- [Aim] Can you revise the material so that every "paved walkway" reads "paved path", with everything else left unchanged? Omit the pictures from your answer.

(Records from a point labeling set)
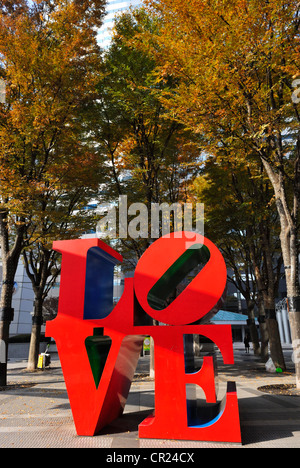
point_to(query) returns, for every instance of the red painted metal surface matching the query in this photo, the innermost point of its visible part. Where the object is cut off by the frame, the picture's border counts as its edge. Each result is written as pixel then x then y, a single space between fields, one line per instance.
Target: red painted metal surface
pixel 97 397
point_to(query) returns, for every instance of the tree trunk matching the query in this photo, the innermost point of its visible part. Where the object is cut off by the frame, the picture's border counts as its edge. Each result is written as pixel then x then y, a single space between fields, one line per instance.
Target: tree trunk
pixel 6 314
pixel 294 315
pixel 252 328
pixel 264 353
pixel 37 322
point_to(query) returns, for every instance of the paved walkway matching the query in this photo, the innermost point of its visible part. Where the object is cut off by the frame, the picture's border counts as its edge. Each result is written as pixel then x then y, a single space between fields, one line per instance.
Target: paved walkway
pixel 36 412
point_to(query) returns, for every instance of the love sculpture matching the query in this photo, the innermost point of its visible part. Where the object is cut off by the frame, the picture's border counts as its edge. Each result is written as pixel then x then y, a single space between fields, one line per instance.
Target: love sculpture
pixel 99 345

- [Reply]
point_to(query) returns, for every instance of the red painted metal surface matching the query in this photo, the innermost point of its visible part. Where the object is cut off by the frame, the picture's border counts as its edge. Each result is written as pixel then x then y, a single space between fields, one line per instance.
Target: red painted metal surface
pixel 97 397
point_to(query) returns, for every instance of the tree trunk matching the query in this photo, the innermost point of its visible part. Where the object is cut off by the frame, the picture's border counts as its edge. Each result is written as pixel then x then y, a single space between fields, one line per instance.
Target: tree trunk
pixel 6 314
pixel 294 315
pixel 252 328
pixel 264 353
pixel 37 322
point_to(query) returns, for every instance of the paved path matching the query in this photo, the innermost point of its visible part. Where the object is cut off by the frame, the picture's border counts as its edge. Each result is written as pixel then x then y, a single space between fields, one line per instance.
Target: paved path
pixel 36 412
point_to(query) returns, for every instance of the love sculpture matching the query in this photo, the innermost point of its visible part. Where the object is cut off by the frame, the picture's border counts as its edge. Each result is written as pixel then x then y, a single space between fields, one line per instance.
Target: love sculpture
pixel 99 345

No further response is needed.